## What is expected
Starting at the first line of the entries below, output every line exactly, up to and including the line with "One point goes on each instance of the dark t-shirt, as".

## Dataset excerpts
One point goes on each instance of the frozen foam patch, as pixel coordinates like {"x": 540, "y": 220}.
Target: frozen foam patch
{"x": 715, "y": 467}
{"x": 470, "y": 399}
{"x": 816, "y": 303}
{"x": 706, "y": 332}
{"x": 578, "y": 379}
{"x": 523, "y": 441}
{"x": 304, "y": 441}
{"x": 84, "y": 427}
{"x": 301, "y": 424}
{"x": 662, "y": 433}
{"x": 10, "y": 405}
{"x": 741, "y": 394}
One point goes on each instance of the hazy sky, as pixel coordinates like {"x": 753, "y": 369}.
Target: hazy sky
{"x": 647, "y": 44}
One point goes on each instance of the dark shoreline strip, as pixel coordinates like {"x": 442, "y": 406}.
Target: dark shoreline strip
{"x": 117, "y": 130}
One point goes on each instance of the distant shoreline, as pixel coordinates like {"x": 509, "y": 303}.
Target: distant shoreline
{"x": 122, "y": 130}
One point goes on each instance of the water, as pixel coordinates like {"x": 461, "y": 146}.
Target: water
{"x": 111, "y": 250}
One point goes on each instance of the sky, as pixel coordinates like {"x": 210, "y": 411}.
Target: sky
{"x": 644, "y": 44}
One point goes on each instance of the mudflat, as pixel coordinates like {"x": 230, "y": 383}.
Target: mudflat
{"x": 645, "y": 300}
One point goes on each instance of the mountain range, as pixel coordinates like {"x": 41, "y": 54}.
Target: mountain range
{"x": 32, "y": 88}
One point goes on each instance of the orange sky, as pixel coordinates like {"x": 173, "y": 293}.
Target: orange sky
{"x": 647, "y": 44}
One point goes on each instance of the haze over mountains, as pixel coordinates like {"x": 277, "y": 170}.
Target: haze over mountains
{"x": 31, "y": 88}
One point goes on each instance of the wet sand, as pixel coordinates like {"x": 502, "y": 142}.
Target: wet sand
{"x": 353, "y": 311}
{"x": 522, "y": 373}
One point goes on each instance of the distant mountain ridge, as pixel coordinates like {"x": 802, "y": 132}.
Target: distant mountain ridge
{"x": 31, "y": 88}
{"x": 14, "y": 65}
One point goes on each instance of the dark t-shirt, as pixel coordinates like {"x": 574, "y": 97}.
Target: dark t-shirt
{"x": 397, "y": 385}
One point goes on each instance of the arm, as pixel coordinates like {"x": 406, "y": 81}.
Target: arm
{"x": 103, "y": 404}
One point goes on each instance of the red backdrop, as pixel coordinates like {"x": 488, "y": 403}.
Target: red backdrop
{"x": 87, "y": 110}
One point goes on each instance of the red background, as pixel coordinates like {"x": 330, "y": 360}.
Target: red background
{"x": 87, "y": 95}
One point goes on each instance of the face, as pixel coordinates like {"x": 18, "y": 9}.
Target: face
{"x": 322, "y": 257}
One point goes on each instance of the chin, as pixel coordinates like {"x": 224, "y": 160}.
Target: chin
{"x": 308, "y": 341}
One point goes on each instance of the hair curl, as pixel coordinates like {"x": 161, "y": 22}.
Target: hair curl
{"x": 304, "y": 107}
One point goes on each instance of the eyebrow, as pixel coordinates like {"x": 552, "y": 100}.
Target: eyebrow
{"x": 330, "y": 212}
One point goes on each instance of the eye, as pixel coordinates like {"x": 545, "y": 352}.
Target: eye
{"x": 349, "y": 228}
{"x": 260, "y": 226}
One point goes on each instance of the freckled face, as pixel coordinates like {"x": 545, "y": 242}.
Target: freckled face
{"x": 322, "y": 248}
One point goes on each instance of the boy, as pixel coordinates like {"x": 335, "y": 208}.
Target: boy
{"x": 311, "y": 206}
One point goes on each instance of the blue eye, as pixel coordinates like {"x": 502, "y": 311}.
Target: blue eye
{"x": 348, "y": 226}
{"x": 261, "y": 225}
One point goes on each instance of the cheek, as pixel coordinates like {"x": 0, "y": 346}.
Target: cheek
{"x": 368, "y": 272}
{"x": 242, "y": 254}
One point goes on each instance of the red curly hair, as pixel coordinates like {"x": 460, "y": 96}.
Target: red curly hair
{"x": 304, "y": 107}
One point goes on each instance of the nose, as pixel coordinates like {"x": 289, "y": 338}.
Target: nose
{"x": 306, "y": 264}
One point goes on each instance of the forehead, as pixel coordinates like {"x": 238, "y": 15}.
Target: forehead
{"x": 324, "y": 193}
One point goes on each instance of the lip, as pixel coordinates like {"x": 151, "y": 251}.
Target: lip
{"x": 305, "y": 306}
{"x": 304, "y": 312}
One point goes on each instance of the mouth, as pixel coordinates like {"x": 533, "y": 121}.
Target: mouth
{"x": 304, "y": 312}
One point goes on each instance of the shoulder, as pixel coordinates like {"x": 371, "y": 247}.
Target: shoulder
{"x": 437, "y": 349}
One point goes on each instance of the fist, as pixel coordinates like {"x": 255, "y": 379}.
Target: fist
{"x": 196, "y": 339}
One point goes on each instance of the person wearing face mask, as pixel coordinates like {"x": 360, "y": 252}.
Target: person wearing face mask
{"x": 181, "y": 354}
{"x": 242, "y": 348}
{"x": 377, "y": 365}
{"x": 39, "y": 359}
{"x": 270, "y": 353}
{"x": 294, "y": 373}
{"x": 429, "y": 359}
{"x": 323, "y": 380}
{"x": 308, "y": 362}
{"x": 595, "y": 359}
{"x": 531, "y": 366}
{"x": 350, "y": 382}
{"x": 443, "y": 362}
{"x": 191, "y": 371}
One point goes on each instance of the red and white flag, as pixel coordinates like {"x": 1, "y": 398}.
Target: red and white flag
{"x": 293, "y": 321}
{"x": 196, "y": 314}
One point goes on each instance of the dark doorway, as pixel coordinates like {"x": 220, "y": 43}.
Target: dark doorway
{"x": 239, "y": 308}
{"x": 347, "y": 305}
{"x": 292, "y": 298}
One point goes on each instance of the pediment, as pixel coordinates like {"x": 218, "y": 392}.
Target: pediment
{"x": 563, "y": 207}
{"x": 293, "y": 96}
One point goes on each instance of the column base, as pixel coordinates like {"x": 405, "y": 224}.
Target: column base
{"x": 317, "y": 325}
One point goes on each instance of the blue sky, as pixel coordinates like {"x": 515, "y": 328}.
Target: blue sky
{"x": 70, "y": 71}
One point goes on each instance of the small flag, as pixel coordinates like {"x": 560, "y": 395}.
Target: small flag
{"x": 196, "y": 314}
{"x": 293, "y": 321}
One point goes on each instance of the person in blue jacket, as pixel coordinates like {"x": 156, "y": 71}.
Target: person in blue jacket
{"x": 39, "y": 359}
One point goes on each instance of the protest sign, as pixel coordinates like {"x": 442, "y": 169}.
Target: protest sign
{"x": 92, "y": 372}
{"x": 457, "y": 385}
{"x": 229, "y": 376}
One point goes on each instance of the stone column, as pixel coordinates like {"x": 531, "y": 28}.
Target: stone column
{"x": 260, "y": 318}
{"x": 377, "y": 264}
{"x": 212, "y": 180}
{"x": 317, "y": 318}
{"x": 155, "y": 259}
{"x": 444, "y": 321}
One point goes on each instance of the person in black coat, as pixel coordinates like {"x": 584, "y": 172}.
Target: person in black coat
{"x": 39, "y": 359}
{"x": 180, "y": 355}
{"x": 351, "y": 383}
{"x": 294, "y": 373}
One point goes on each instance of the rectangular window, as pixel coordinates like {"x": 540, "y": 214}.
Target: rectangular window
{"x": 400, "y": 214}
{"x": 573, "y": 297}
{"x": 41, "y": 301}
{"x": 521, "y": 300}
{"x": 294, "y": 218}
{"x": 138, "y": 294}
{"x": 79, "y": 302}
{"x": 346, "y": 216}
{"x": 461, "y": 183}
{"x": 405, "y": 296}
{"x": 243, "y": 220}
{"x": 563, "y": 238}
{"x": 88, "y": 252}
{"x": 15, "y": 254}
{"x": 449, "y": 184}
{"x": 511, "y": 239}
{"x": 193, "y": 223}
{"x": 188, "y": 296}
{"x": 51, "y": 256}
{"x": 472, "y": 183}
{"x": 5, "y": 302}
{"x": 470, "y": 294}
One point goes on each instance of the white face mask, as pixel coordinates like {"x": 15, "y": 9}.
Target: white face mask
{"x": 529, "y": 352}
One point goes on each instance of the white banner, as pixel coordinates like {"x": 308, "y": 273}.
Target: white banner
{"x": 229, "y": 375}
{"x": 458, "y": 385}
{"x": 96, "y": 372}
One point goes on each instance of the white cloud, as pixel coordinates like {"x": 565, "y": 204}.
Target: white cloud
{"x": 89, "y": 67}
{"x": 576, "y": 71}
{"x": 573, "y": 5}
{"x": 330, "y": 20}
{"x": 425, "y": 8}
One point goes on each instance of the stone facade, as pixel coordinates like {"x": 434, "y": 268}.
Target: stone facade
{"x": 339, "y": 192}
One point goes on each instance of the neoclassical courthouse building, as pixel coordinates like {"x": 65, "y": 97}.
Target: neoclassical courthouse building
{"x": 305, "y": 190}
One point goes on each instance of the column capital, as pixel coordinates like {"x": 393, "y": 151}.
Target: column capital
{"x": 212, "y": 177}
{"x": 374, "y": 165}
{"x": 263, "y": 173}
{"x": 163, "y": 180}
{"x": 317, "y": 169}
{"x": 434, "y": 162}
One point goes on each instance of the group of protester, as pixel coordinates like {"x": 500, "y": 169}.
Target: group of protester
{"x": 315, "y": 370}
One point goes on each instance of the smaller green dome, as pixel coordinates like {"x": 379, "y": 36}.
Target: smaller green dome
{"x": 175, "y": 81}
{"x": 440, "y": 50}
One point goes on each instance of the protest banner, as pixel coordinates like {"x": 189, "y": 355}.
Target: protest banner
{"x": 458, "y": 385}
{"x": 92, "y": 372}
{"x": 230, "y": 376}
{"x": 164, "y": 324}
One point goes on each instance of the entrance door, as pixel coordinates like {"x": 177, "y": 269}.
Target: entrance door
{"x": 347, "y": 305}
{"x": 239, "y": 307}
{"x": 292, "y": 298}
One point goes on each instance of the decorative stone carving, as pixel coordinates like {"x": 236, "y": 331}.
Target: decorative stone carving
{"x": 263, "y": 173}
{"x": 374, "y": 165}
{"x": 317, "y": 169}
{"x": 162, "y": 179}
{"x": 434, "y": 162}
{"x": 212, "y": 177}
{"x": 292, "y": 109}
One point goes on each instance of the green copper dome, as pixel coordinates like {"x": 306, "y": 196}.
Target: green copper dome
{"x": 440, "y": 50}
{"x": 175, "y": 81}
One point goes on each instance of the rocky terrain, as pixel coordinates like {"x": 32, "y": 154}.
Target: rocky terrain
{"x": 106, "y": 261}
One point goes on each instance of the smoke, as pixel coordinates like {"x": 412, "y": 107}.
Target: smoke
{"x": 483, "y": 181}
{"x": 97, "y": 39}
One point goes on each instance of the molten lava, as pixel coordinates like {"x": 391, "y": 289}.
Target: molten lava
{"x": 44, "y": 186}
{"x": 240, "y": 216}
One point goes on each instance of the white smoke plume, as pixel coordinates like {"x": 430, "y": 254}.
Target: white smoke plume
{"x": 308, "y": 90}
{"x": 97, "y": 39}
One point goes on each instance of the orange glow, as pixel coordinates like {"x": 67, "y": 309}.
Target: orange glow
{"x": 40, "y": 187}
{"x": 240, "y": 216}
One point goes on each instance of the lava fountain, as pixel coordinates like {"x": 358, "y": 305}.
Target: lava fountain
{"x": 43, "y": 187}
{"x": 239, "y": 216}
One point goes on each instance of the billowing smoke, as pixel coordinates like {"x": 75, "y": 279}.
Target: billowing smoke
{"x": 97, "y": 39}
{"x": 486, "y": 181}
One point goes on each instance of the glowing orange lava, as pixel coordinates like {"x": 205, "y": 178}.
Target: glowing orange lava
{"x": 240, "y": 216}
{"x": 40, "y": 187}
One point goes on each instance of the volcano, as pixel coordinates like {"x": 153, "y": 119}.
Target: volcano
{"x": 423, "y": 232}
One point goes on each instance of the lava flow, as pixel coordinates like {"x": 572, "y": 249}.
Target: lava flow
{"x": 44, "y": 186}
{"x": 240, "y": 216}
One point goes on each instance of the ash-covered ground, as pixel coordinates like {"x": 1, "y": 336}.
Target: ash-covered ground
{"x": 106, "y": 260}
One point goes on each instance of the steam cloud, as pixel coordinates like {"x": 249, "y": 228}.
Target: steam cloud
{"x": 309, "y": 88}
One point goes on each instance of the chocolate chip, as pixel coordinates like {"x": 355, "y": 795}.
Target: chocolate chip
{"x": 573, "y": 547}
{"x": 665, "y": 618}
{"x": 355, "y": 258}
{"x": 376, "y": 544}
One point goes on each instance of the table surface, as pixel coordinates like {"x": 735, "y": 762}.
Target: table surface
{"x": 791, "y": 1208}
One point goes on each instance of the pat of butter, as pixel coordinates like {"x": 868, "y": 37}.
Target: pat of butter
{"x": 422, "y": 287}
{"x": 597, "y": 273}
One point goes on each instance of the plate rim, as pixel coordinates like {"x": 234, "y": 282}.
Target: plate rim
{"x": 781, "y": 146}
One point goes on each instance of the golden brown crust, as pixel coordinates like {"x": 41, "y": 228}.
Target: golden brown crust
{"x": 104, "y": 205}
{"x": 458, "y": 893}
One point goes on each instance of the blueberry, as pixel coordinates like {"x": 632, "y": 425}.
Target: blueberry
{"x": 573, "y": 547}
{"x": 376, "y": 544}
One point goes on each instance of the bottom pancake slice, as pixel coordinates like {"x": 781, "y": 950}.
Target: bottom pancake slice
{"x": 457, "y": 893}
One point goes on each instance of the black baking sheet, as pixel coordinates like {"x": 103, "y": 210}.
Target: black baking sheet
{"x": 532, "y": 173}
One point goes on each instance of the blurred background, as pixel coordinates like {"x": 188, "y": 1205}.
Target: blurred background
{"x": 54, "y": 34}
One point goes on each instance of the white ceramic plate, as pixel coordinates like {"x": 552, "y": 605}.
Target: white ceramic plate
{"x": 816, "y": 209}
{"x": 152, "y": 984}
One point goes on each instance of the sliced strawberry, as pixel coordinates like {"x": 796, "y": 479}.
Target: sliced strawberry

## Response
One point goes on each instance of the frozen foam patch, as pixel coordinates like {"x": 540, "y": 220}.
Target: frozen foam patch
{"x": 715, "y": 467}
{"x": 470, "y": 399}
{"x": 816, "y": 303}
{"x": 706, "y": 332}
{"x": 578, "y": 379}
{"x": 523, "y": 441}
{"x": 304, "y": 441}
{"x": 84, "y": 427}
{"x": 301, "y": 424}
{"x": 662, "y": 433}
{"x": 10, "y": 405}
{"x": 741, "y": 394}
One point goes on each instance of the hazy sky, as pixel coordinates like {"x": 753, "y": 369}.
Target: hazy sky
{"x": 647, "y": 44}
One point goes on each instance of the dark shoreline strip, as pixel coordinates like {"x": 442, "y": 406}.
Target: dark shoreline strip
{"x": 117, "y": 130}
One point goes on each instance of the distant shoreline, as pixel coordinates like {"x": 509, "y": 303}.
Target: distant shoreline
{"x": 122, "y": 130}
One point goes on each instance of the water, as pixel coordinates like {"x": 461, "y": 146}.
Target: water
{"x": 111, "y": 250}
One point goes on each instance of the sky, as pixel coordinates like {"x": 210, "y": 411}.
Target: sky
{"x": 644, "y": 44}
One point goes on each instance of the mudflat, as pixel coordinates like {"x": 230, "y": 383}.
Target: mudflat
{"x": 645, "y": 300}
One point goes on each instance of the mountain range, as pixel coordinates like {"x": 41, "y": 54}.
Target: mountain range
{"x": 32, "y": 88}
One point goes on each instance of the orange sky, as pixel coordinates like {"x": 173, "y": 293}.
Target: orange sky
{"x": 647, "y": 44}
One point goes on each instance of the haze over mountains, as pixel coordinates like {"x": 277, "y": 170}.
Target: haze over mountains
{"x": 31, "y": 88}
One point goes on each instance of the wet sand, as pixel coordinates like {"x": 502, "y": 142}.
Target: wet sand
{"x": 353, "y": 311}
{"x": 522, "y": 373}
One point goes on each instance of the distant mountain ridge, as pixel coordinates like {"x": 802, "y": 132}.
Target: distant mountain ridge
{"x": 31, "y": 88}
{"x": 14, "y": 65}
One point goes on each instance of the dark t-shirt, as pixel coordinates like {"x": 574, "y": 97}.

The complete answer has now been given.